*WHAT NEEDS TO BE DONE:*
Show every line below that contains the word "white", matching case exactly.

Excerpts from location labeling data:
****
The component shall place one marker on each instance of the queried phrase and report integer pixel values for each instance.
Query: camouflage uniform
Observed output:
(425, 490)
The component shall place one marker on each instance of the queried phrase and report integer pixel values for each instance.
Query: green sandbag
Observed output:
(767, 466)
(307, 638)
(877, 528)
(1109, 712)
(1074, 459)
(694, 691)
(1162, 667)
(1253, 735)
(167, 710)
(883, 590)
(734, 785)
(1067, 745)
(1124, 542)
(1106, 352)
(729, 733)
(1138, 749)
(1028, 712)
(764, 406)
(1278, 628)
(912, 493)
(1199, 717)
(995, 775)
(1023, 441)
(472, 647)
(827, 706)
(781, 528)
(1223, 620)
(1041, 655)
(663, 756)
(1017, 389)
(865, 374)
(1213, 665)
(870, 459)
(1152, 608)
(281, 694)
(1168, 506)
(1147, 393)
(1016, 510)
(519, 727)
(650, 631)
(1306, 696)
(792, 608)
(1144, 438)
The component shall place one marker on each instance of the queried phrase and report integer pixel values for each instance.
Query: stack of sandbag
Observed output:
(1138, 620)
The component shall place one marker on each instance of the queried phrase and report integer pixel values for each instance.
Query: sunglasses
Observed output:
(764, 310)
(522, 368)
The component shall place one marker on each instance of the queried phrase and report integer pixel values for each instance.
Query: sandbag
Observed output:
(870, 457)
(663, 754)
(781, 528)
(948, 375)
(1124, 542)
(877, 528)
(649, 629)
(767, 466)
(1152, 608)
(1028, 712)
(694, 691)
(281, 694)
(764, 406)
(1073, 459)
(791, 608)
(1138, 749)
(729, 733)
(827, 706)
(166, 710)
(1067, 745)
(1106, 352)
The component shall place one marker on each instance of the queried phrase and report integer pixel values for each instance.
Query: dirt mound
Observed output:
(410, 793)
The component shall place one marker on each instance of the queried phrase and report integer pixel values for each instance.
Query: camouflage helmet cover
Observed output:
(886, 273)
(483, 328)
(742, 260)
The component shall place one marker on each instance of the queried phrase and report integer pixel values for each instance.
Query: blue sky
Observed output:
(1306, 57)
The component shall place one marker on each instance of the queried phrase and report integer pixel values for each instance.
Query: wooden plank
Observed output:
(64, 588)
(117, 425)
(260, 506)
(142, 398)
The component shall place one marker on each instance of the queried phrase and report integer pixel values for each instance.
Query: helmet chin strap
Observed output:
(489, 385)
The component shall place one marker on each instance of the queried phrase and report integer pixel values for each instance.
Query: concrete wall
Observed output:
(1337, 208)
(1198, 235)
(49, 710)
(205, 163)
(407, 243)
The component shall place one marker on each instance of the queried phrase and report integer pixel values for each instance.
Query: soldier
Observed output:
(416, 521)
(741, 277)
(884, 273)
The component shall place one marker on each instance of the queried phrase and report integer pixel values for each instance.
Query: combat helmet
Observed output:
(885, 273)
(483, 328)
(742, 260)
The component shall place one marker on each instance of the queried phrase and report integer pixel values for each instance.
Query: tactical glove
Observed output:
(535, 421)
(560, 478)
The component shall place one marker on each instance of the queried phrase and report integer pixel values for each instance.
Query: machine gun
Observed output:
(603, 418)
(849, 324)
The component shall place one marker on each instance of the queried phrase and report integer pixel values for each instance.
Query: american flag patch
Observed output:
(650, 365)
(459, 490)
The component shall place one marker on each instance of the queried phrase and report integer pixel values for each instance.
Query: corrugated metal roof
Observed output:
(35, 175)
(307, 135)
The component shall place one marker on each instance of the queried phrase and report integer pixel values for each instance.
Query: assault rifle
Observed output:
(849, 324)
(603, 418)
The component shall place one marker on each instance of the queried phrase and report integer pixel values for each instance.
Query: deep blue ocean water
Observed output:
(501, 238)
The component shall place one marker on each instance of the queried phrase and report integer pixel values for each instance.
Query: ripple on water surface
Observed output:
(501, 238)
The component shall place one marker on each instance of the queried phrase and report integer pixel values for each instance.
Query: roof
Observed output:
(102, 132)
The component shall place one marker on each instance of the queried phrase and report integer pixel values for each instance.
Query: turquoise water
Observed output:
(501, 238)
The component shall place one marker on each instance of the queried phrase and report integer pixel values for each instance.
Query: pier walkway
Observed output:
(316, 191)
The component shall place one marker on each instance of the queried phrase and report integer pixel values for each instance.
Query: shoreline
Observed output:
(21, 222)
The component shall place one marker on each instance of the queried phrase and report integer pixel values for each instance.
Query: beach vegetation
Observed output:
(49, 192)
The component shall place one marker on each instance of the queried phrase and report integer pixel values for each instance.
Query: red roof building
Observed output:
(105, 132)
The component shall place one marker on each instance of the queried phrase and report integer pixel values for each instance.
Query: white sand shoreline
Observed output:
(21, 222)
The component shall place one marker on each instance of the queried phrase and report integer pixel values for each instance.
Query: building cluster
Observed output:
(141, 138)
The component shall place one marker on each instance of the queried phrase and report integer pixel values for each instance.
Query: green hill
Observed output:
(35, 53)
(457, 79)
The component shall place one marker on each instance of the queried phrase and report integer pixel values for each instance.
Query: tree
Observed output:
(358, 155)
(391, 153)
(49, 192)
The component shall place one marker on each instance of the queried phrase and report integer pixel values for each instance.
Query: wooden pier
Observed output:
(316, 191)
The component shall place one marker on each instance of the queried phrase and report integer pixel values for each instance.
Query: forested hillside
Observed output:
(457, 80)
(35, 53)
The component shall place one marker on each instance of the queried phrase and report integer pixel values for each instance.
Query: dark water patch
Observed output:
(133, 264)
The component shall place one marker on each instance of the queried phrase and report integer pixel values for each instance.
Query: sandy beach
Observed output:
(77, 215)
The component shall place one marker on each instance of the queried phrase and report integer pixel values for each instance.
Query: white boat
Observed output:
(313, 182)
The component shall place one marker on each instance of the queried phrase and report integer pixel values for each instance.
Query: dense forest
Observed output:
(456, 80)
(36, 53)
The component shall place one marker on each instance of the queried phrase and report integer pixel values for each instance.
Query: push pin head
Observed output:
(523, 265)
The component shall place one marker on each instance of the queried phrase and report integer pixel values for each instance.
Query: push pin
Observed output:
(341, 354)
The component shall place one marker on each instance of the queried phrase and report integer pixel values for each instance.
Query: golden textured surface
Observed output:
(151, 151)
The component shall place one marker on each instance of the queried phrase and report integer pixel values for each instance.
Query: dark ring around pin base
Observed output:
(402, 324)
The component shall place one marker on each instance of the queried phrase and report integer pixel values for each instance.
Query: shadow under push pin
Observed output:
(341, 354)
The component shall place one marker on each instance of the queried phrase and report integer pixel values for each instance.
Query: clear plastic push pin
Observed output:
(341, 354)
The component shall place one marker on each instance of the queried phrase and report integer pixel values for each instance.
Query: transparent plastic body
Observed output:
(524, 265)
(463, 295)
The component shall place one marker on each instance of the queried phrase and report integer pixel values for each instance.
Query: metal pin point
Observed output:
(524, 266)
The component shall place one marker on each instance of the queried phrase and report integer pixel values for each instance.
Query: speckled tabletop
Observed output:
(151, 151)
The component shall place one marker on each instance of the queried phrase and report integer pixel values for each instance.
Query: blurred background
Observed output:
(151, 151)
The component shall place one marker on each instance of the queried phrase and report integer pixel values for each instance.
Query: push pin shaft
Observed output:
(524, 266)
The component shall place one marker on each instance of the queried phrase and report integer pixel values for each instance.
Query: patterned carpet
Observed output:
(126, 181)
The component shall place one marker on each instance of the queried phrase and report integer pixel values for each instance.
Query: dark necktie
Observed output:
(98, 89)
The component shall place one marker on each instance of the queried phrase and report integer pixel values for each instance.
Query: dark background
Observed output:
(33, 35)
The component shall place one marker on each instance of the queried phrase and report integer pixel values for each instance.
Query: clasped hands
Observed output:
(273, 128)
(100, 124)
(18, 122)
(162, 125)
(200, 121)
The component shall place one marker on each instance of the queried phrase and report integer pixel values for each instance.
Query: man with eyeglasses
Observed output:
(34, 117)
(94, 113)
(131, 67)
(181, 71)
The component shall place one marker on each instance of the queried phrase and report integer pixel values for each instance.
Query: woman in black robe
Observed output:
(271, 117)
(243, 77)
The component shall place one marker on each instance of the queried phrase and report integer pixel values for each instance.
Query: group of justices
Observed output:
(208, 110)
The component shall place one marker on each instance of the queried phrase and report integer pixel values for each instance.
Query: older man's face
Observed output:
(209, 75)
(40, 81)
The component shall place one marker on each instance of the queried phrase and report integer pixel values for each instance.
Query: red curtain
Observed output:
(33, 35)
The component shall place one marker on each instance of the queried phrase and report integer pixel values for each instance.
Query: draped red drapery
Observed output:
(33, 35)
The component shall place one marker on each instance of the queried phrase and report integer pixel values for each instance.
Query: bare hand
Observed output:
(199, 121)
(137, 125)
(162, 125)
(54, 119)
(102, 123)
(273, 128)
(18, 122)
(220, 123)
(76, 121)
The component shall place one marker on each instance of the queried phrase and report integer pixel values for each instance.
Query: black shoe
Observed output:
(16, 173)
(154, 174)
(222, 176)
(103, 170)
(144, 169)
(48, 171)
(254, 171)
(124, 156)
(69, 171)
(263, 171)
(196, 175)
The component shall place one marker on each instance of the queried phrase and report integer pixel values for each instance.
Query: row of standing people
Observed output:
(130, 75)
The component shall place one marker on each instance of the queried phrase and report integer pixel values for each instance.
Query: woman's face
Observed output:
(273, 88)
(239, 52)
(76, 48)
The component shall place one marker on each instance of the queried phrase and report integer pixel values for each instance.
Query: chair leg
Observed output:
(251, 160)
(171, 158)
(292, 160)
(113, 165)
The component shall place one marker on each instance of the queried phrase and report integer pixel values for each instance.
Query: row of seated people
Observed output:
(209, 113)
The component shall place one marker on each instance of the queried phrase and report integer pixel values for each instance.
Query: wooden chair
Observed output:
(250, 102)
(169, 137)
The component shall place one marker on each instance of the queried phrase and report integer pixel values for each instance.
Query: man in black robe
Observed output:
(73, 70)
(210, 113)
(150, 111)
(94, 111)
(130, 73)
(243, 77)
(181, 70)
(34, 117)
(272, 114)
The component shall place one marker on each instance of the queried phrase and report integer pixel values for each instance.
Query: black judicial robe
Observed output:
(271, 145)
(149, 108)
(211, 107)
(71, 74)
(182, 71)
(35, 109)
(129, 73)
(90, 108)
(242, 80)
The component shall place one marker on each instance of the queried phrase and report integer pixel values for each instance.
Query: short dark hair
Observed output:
****
*THE RESULT:*
Query: white sand shoreline
Query: white boat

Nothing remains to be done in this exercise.